(Source data)
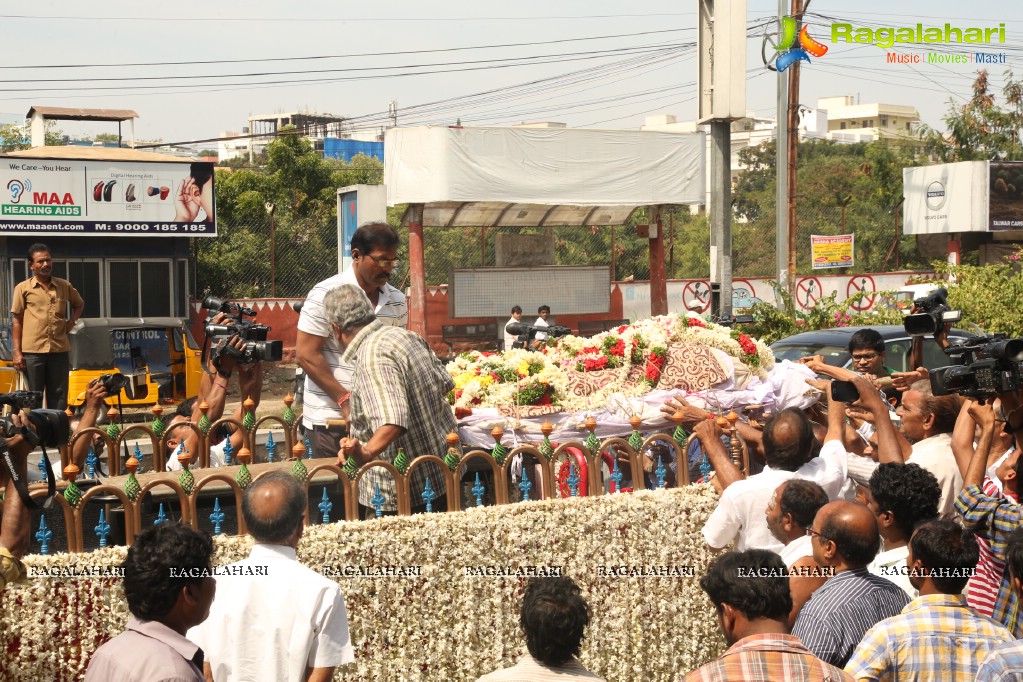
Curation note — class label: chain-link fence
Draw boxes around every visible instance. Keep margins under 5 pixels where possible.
[193,203,927,298]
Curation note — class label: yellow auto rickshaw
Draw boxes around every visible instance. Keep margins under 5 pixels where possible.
[68,317,203,407]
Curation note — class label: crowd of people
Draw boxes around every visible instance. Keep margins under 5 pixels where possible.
[664,329,1023,681]
[6,228,1023,682]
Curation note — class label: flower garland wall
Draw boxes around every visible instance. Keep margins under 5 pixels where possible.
[447,315,774,412]
[0,486,724,681]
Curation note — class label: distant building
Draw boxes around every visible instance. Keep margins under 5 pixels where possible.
[817,95,921,143]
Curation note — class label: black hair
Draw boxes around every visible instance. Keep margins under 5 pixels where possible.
[909,518,980,594]
[1006,528,1023,580]
[171,397,198,419]
[909,379,960,434]
[352,223,401,256]
[820,503,881,567]
[241,471,309,545]
[29,241,53,263]
[188,163,213,189]
[870,462,941,538]
[700,549,792,621]
[519,578,589,667]
[121,521,213,621]
[779,479,829,529]
[763,407,813,471]
[849,329,885,355]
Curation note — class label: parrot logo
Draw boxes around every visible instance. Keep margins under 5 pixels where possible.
[760,16,828,73]
[7,180,32,203]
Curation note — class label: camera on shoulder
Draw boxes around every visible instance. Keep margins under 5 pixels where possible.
[203,295,284,365]
[0,391,71,448]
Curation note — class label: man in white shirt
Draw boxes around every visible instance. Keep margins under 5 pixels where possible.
[504,306,522,351]
[161,336,263,471]
[865,462,941,599]
[295,223,408,458]
[694,400,847,552]
[531,306,550,351]
[188,471,355,682]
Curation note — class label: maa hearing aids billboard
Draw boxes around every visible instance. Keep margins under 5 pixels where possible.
[0,156,217,237]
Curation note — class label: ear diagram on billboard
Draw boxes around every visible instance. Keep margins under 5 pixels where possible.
[760,16,828,73]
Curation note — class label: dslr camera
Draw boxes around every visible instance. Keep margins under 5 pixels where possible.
[0,391,71,448]
[928,334,1023,400]
[203,295,284,365]
[504,324,572,348]
[902,287,963,336]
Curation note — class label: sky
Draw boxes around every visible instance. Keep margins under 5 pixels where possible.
[0,0,1023,146]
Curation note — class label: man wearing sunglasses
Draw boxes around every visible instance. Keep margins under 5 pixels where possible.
[295,223,408,457]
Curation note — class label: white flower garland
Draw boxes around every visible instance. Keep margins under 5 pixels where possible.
[0,486,724,681]
[447,315,774,412]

_PROMPT_
Rewrite all of the data above with "under 5 pixels" changed to "under 3 pixels" and everything else left as it is. Omit the pictures from your answer.

_CORRECT RESULT_
Curation note — class label: chain-link fence
Draw boxes around every visible instance. Keep margins under 3 pixels where possible.
[193,203,927,298]
Curation note — class label: yellow auto rickshaw
Draw boxes around every visible instance. Keep margins under 3 pixels where possible.
[68,317,203,407]
Curation note — class label: crowd of people
Draw boxes around every visible instance. Keep margins under 3 pixels where possible.
[664,329,1023,681]
[6,228,1023,682]
Curation note — class label: flower garland wall
Draw boxes around every visible instance. Keep margins under 3 pixels where possible.
[447,315,774,412]
[0,486,724,681]
Curation note — class label: distant building
Draw boxes around every visible instance. Keep margins under 3 pixels where possible.
[817,95,921,143]
Curation note — class label: black hair
Draw boxes around every visible instance. Keep margins under 3 pixels where possible.
[909,518,980,594]
[1006,528,1023,580]
[171,397,198,419]
[909,379,960,434]
[352,223,401,256]
[820,503,881,567]
[241,471,309,545]
[29,241,53,263]
[188,163,213,189]
[870,462,941,538]
[700,549,792,621]
[519,578,589,667]
[121,521,213,621]
[779,479,829,529]
[763,407,813,471]
[849,329,885,355]
Curation note — class label: parrot logo
Draw boxes around every visible instance. Keep margins under 3 pixels where possible.
[760,16,828,73]
[7,180,32,203]
Curation note — class label: camera on shoulder
Draw boxes around every visible instance. Keep margins under 3 pixels where possible.
[203,295,284,365]
[0,391,71,448]
Curation note — class label: man in white shirt
Draw boxes around every visible instance. Keep margins under 3 pixels where possible.
[504,306,522,351]
[161,336,263,471]
[865,462,941,599]
[295,223,408,458]
[694,400,847,552]
[531,306,550,351]
[188,471,355,682]
Curation note — class label: maa hearing aids billboard
Draw boxes around every visible instance. Keep margins under 3 pixels where possible.
[0,156,217,237]
Curation note — class label: ear diagram on billboard
Draw boxes around every visible instance. Keep margins under 3 pixels where possible.
[760,16,828,73]
Curation note — class label: dslr camera
Draw boxes around every visible instance. Keep margins under 3 pixels where possible.
[0,391,71,448]
[928,334,1023,400]
[203,295,284,365]
[504,324,572,348]
[902,287,963,336]
Curation note — class label: sky
Draw boxes around every visible instance. Keep margins under 3 pixels where possible.
[0,0,1023,146]
Curation note — class label: man wearing sunglasses
Draw boxes around every visible instance. Keep margins under 3 pixels where possible.
[295,223,408,457]
Curation note — class label: white flower garland
Draw boxes around every visible instance. Keep margins under 3 pixels where possible.
[0,486,724,681]
[447,315,774,412]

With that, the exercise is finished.